• _Description of the task_
Would you please set down the entries below exactly as shown?

■ ■ ■ ■

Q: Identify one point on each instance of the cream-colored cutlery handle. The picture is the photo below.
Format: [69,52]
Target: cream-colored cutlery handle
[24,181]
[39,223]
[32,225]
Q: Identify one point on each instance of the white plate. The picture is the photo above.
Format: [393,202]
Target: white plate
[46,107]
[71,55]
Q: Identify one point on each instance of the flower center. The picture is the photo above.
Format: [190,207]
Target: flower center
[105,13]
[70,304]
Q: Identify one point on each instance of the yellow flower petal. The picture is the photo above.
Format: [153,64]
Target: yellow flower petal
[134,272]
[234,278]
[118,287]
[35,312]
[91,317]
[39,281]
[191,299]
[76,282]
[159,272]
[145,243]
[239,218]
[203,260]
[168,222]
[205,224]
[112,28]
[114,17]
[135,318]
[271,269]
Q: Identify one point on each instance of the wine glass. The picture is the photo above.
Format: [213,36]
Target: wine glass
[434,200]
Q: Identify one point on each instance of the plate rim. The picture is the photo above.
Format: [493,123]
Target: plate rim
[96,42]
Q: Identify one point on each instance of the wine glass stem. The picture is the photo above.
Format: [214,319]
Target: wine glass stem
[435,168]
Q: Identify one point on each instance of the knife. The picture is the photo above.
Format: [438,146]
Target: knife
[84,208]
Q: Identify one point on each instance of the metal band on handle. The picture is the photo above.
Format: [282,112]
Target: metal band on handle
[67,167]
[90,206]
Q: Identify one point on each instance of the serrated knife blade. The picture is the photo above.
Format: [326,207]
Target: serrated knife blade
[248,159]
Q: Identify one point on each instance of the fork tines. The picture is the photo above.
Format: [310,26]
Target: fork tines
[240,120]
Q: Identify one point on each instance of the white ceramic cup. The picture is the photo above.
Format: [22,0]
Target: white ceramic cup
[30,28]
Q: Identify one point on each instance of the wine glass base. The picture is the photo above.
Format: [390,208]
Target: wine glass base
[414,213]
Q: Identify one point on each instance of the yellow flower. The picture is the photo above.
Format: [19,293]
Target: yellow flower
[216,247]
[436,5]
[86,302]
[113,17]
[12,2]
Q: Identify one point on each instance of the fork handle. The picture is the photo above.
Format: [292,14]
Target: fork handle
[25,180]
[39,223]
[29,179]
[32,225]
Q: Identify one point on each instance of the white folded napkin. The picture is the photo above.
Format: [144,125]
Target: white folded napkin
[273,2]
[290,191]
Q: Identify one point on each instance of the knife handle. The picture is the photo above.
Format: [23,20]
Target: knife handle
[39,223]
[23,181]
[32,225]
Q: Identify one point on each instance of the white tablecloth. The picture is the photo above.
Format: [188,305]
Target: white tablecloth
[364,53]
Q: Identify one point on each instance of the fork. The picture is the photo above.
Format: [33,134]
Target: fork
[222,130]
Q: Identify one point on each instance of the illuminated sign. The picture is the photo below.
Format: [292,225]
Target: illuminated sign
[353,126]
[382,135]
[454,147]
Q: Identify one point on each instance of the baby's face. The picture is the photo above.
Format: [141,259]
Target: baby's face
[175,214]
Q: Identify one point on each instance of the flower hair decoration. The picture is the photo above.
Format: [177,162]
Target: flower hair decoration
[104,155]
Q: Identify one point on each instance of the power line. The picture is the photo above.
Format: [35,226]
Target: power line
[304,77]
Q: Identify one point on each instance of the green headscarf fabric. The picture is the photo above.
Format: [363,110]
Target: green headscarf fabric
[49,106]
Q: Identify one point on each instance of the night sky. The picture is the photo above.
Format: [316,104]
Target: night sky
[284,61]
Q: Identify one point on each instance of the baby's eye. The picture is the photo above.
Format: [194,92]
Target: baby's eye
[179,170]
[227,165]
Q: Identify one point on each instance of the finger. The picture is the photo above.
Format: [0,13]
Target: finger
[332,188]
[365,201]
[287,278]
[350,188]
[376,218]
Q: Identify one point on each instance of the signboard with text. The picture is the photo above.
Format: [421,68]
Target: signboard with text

■ ■ ■ ■

• _Response_
Q: Identify one point on each instance of the cream-colored cutlery handle. The picture is the photo below.
Format: [69,52]
Target: cream-colored cutlery handle
[24,181]
[39,223]
[32,225]
Q: Identify one point on each instance of the white plate. The picture is the photo above.
Format: [393,202]
Target: white plate
[46,107]
[71,55]
Q: Identify one point on each instance of the flower center. The picture is the photo above.
Format: [190,207]
Target: flower center
[105,13]
[70,304]
Q: Identify one point on each instance of the yellow flower petal. The picture is the photo above.
Format: [153,64]
Target: yellow flower petal
[134,272]
[234,278]
[118,287]
[35,312]
[91,317]
[39,281]
[191,299]
[76,282]
[159,272]
[145,243]
[239,218]
[203,260]
[168,222]
[205,224]
[112,28]
[114,17]
[135,318]
[271,269]
Q: Identify one point on each instance of the wine glass. The picture is the photo above.
Format: [213,36]
Target: wine glass
[434,200]
Q: Identify one point on each instance of the plate rim. The picture is the photo above.
Format: [493,123]
Target: plate rim
[96,42]
Q: Identify one point on each instance of the wine glass stem. The picture is the photo above.
Format: [214,319]
Target: wine glass stem
[435,168]
Q: Identify one point on each instance of the knife. The picture is the photo above.
Format: [438,146]
Target: knife
[84,208]
Q: Identify one point on each instance of the metal band on handle. The picture is the photo above.
Format: [282,112]
Target: metal band on handle
[67,167]
[90,206]
Q: Identify one point on each instance of the serrated knife blade. The picture is the photo above.
Format: [326,207]
Target: serrated knife blade
[248,159]
Q: Identify one point on each instance of the fork tines. The picture is the photo above.
Format: [310,26]
Target: fork tines
[240,120]
Q: Identify one point on each instance of the white ceramic cup. The picture is the photo above.
Format: [22,0]
Target: white ceramic cup
[30,28]
Q: Identify one point on each instance of the wine glass base. The picture is the photo above.
Format: [390,208]
Target: wine glass base
[414,213]
Q: Identify one point on each instance of the yellow flower. The picture is the photo above.
Format: [19,293]
Target: yellow flower
[216,247]
[436,5]
[86,302]
[113,17]
[12,2]
Q: Identify one point on each instance of the fork handle. The picture is the photo above.
Format: [292,14]
Target: fork handle
[25,180]
[39,223]
[29,179]
[32,225]
Q: Identify one point on each instance of the white folded napkin. The picture is the photo above.
Format: [144,125]
Target: white folded napkin
[273,2]
[290,191]
Q: Identify one point on each instance of the knife handle. The picture is the photo above.
Format: [23,20]
Target: knife handle
[39,223]
[23,181]
[32,225]
Q: Identify one point on each instance of the white tablecloth. The picture is the photo above.
Format: [188,305]
Target: white tablecloth
[364,53]
Q: Identify one point on each instance of the fork. The picture is the photo above.
Format: [33,134]
Target: fork
[222,130]
Q: Identify one point on each instance of the illuminated sign. The picture is the photo below.
Format: [292,225]
Target: illuminated sign
[353,126]
[382,135]
[454,147]
Q: Identify one point on each instance of the baby's face. The picture is the photo above.
Format: [141,259]
Target: baby's face
[175,214]
Q: Identify one point on each instance of the flower hair decoration. The picture is the photo above.
Format: [177,162]
Target: flower hair decoration
[104,155]
Q: Identify one point on each instance of the power line. The picture is the photo above.
Format: [35,226]
Target: power line
[304,77]
Q: Identify one point on each instance of the green headscarf fabric. The picture is the photo above.
Format: [363,110]
Target: green headscarf fabric
[49,106]
Q: Identify one point on each instance of the night sky. The picture is the photo above.
Format: [316,104]
Target: night sky
[284,61]
Q: Identify one point on each instance of the baby's eye. The picture is the photo above.
Format: [194,92]
Target: baby's eye
[179,170]
[227,165]
Q: Identify one point on each instance of the finger. The picture is the photo above.
Format: [0,13]
Target: finger
[332,188]
[365,201]
[287,278]
[350,188]
[376,218]
Q: Identify one point on each instance of the signboard with text. The picture is the photo above.
Format: [421,68]
Target: signboard with text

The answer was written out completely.